- Problem
Make an exact copy of all the material below, apart from the pictures.

- Excerpts of location labeling data

◆ ◆ ◆

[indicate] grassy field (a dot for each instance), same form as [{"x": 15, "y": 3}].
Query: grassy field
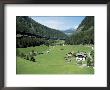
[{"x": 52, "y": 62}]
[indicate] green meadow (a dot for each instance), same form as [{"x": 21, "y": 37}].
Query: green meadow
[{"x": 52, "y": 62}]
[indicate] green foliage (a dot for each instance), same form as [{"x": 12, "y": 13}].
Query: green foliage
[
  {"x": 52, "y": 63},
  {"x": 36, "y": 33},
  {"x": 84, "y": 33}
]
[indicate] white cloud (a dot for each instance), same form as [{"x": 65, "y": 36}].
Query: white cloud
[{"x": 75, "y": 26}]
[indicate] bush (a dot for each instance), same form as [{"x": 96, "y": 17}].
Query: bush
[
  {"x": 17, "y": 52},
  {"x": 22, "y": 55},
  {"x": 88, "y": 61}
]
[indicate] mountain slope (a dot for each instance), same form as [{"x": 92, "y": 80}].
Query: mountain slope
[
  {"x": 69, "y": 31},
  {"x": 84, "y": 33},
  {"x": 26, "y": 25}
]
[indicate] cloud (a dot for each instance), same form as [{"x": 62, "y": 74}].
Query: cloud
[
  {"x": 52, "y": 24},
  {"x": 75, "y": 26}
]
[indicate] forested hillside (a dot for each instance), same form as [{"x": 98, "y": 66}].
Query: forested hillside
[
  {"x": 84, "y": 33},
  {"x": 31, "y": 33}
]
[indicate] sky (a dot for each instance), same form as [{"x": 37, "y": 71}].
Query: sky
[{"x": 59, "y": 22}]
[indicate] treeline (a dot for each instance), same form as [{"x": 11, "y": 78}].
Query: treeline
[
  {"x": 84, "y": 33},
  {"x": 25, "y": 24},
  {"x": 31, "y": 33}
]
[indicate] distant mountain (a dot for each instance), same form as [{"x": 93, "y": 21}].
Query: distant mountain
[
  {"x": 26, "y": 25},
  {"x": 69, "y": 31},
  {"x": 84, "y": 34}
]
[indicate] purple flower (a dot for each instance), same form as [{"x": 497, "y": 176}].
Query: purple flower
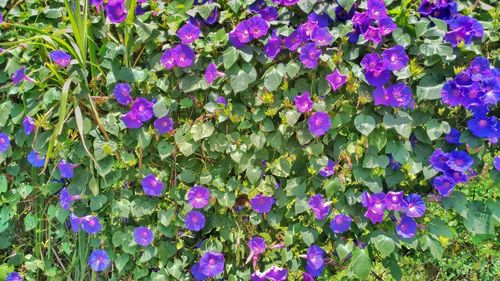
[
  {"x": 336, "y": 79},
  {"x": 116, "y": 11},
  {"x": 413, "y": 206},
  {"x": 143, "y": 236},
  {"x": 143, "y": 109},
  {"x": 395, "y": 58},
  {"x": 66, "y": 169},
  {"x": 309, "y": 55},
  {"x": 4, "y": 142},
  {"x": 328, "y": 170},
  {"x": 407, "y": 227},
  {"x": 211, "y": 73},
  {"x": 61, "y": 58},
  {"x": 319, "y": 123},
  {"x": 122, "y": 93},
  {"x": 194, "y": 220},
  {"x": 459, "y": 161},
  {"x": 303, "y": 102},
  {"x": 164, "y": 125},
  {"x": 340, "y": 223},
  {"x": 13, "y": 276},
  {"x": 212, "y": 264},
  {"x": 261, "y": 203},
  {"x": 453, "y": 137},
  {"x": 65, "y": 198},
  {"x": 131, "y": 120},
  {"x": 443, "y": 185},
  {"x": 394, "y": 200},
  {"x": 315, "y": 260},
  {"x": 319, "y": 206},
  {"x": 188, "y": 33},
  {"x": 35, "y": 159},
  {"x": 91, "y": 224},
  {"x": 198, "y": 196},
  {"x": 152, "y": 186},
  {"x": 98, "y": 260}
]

◆ ◆ ◆

- Result
[indicate] grassy field (a dot for each instance), same form as [{"x": 15, "y": 3}].
Query: grassy field
[{"x": 52, "y": 62}]
[indicate] green meadow (a dot for each instance), same form as [{"x": 21, "y": 37}].
Query: green meadow
[{"x": 52, "y": 62}]
[indicate] green foliage (a dot for each instance), same form as [{"x": 12, "y": 13}].
Query: green foliage
[
  {"x": 52, "y": 63},
  {"x": 36, "y": 33},
  {"x": 84, "y": 33}
]
[indicate] white cloud (a dot for each instance), same form as [{"x": 65, "y": 36}].
Query: white cloud
[{"x": 75, "y": 26}]
[indicate] bush (a dot for each instance), same form as [{"x": 96, "y": 17}].
Query: bush
[
  {"x": 17, "y": 52},
  {"x": 22, "y": 55},
  {"x": 88, "y": 61}
]
[indicate] mountain slope (a dot for each instance), same form as [{"x": 92, "y": 80}].
Query: mountain slope
[
  {"x": 69, "y": 31},
  {"x": 84, "y": 33},
  {"x": 26, "y": 25}
]
[indicate] cloud (a dot for each instance), same form as [{"x": 62, "y": 74}].
Query: cloud
[
  {"x": 52, "y": 24},
  {"x": 75, "y": 26}
]
[indicate] forested hillside (a dot for each instance), same form as [{"x": 98, "y": 66}].
Query: forested hillside
[
  {"x": 84, "y": 33},
  {"x": 31, "y": 33}
]
[indicate] sky (a dot for each instance), same form as [{"x": 37, "y": 71}].
Query: sky
[{"x": 59, "y": 22}]
[indicate] treeline (a dot for each instance), same form as [{"x": 11, "y": 78}].
Query: treeline
[
  {"x": 84, "y": 33},
  {"x": 25, "y": 24},
  {"x": 31, "y": 33}
]
[indicate] distant mountain (a dot for each instance), same form as [{"x": 93, "y": 21}].
Query: distant mountain
[
  {"x": 26, "y": 25},
  {"x": 69, "y": 31},
  {"x": 84, "y": 34}
]
[indicate] purple flower (a dot for each instance), same form as [{"x": 497, "y": 176}].
Query: purple flower
[
  {"x": 336, "y": 79},
  {"x": 116, "y": 11},
  {"x": 413, "y": 206},
  {"x": 143, "y": 236},
  {"x": 143, "y": 109},
  {"x": 395, "y": 58},
  {"x": 66, "y": 169},
  {"x": 309, "y": 55},
  {"x": 4, "y": 142},
  {"x": 328, "y": 170},
  {"x": 407, "y": 227},
  {"x": 211, "y": 73},
  {"x": 61, "y": 58},
  {"x": 319, "y": 123},
  {"x": 122, "y": 93},
  {"x": 194, "y": 220},
  {"x": 459, "y": 161},
  {"x": 303, "y": 102},
  {"x": 164, "y": 125},
  {"x": 340, "y": 223},
  {"x": 13, "y": 276},
  {"x": 212, "y": 264},
  {"x": 261, "y": 203},
  {"x": 453, "y": 137},
  {"x": 65, "y": 198},
  {"x": 131, "y": 120},
  {"x": 443, "y": 185},
  {"x": 394, "y": 200},
  {"x": 315, "y": 260},
  {"x": 319, "y": 206},
  {"x": 188, "y": 33},
  {"x": 35, "y": 159},
  {"x": 91, "y": 224},
  {"x": 198, "y": 196},
  {"x": 152, "y": 186},
  {"x": 98, "y": 260}
]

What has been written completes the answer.